Given instruction.
Swap "species count" for "fixture tally" everywhere in the lines below, leaving everything else unchanged.

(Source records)
= = = = = = =
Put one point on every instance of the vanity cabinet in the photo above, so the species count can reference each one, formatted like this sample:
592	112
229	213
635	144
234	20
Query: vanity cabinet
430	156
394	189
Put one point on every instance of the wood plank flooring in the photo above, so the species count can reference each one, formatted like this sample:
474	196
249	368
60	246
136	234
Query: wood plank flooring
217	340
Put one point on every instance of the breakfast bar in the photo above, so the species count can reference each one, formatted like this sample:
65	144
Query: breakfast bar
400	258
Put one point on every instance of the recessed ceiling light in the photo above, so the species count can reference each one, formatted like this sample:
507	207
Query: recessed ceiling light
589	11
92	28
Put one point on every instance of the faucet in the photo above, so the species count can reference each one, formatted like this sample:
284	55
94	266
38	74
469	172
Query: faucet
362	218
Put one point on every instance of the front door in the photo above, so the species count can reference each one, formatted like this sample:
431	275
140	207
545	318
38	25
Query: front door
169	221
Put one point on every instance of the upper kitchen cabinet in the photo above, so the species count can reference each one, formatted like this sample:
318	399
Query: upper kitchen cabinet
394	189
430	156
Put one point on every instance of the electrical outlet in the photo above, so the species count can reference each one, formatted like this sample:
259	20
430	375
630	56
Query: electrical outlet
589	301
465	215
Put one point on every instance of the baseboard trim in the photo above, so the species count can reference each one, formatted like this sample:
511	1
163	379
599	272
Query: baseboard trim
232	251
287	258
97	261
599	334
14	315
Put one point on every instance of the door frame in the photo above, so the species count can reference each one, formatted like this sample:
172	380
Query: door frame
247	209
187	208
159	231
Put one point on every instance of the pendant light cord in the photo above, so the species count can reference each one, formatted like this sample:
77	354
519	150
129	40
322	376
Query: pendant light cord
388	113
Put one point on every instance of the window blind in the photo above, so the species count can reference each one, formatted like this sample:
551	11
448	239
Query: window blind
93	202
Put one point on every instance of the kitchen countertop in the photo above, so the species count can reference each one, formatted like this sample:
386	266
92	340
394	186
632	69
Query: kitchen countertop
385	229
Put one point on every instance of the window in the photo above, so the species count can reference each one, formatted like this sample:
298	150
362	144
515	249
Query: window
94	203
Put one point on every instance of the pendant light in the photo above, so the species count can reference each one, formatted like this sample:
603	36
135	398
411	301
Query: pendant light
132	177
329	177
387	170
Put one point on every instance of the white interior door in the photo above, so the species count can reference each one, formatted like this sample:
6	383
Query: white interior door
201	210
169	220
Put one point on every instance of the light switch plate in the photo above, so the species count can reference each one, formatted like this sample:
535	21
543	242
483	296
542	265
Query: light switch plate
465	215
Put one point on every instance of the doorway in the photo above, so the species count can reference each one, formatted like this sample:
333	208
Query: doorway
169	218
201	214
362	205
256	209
= = = = = = =
Solution below.
Put one point on every instance of the vanity cabinet in the photo above, so the fixture tally can reference each one, formatted like this sample:
592	112
229	213
635	144
234	20
Query: vanity cabinet
430	156
394	189
Put one point on every instance of the wood plank flooring in the photo above, so the fixture tally can reference each one, formatted like this sample:
474	196
249	368
60	246
136	234
Query: wood plank flooring
217	340
Put one point on every instance of the breakfast bar in the photo above, so the fixture tally can reference each one, formatted like this sample:
65	144
Query: breakfast bar
400	258
Put one point on every instance of the recessed ceiling light in the photo above, so the fixture tally can reference each one, formatted like this sample:
507	207
Query: recessed ceiling light
589	11
92	28
Put one point on every instance of the faucet in the photo above, so the fixture tally can reference each one, formatted like this sample:
284	55
94	266
38	74
469	172
Query: faucet
362	218
Put one point on every instance of the front door in the photo above, so the fixture tally can reference each one, formatted like this sample:
431	275
140	207
545	318
38	25
Query: front door
169	221
Put one point on every instance of the upper kitchen cabinet in the photo above, so the fixture tally can reference each one, formatted like this sample:
318	399
Query: upper kitchen cabinet
394	189
430	156
Put one point on every instance of the electrical outlet in the photo above, so the fixture tally can reference each one, formatted like this sample:
259	20
430	375
630	56
Query: electrical outlet
589	301
465	215
Put one point on every instance of the baseboard trim in the photo above, so the fixture tally can reference each one, formatted like this sample:
511	1
163	379
599	272
Query: baseboard trim
232	251
287	258
97	261
599	334
14	315
Put one point on every instance of the door frame in the photo above, so the fixture tally can reference each one, formatted like this sample:
172	380
Query: door frame
247	209
187	208
159	231
Put one point on every instance of the pendant light cord in the photo above, so the fixture tally can reference each one, formatted like this sample:
77	354
519	150
129	40
322	376
Query: pendant light cord
388	113
Put one point on every instance of the window blind in the photo above, so the fixture tally can reference each one, formatted like this sample:
551	11
448	239
Query: window blind
93	202
Put one point on every instance of the kitchen countertop in the photo above, so the fixture tally can reference each one, formatted like this sample:
386	266
92	340
394	186
632	69
Query: kitchen countertop
385	229
Put one point on every instance of the window in the photo above, so the fixture tally can reference each one, formatted like this sample:
298	150
362	144
515	249
Query: window
94	203
Put one point on every instance of the pendant light in the photo above, so the fixture tally can reference each one, formatted like this sample:
603	36
135	398
411	301
Query: pendant light
132	177
329	177
387	170
Put one point on every instance of the white interior door in the photo above, so the fixture tally can reference each one, formatted like this sample:
6	383
Query: white interior door
201	210
169	220
Put one point on every instance of the light switch plate in the photo above, so the fixture tally can reference each one, formatted like this sample:
535	21
543	242
483	296
542	265
Query: light switch plate
465	215
Put one point on every instance of the doorway in the photo above, so the fixture tally can reference each one, formatted like this sample:
333	208
Query: doorway
169	218
201	214
362	205
256	209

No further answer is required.